▶ EXERCISE DETAILS: From the line containing "of the person" down to the last line of the records below, copy every line exactly. Leave out everything before it.

* * * * * * * * *

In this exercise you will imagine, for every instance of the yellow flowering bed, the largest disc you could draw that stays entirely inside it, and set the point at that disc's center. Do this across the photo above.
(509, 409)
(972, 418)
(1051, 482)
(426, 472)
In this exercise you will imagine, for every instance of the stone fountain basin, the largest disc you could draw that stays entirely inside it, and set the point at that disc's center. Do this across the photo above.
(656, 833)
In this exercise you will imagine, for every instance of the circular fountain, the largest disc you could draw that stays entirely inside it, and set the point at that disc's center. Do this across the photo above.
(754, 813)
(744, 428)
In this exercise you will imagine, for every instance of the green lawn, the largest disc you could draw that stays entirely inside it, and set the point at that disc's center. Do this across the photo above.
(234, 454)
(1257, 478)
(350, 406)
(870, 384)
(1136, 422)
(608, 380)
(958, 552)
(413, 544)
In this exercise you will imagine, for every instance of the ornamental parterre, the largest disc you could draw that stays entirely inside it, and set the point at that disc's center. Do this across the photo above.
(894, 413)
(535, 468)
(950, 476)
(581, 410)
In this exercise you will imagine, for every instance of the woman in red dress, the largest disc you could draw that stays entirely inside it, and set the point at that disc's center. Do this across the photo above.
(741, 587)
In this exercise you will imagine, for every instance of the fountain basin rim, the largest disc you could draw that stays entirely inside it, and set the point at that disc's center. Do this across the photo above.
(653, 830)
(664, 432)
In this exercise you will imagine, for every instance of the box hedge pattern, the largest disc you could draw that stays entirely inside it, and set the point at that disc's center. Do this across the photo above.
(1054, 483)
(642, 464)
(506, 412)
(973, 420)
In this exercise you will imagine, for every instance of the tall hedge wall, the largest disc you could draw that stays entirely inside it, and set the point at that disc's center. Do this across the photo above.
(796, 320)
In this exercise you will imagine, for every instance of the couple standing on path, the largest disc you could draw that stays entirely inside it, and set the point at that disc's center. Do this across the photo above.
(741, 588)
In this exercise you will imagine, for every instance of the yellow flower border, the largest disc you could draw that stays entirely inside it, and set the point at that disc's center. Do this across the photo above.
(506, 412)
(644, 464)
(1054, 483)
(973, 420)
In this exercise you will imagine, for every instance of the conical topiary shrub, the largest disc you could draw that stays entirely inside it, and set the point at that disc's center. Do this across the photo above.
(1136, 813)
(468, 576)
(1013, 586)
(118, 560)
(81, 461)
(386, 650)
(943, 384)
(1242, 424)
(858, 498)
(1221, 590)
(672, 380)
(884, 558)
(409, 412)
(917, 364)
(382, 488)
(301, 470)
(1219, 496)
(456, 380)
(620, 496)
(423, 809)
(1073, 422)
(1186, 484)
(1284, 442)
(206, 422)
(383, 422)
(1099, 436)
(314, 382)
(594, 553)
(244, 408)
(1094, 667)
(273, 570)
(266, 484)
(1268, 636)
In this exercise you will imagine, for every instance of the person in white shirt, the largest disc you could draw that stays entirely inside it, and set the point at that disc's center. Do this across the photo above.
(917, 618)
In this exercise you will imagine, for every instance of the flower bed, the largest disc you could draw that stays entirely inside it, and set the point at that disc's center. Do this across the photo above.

* * * * * * * * *

▶ SOLUTION TO THE EXERCISE:
In this exercise you will imagine, for every instance of the person in white shirt, the largest disc you could draw that stays entirely inside it, and set the point at that disc's center. Do this across the photo above.
(917, 618)
In this exercise you will imagine, for every instance of the flower bed, the largest disc you could draw that stays entirely inside it, and set the point at that disc's center. Do this across the photo above.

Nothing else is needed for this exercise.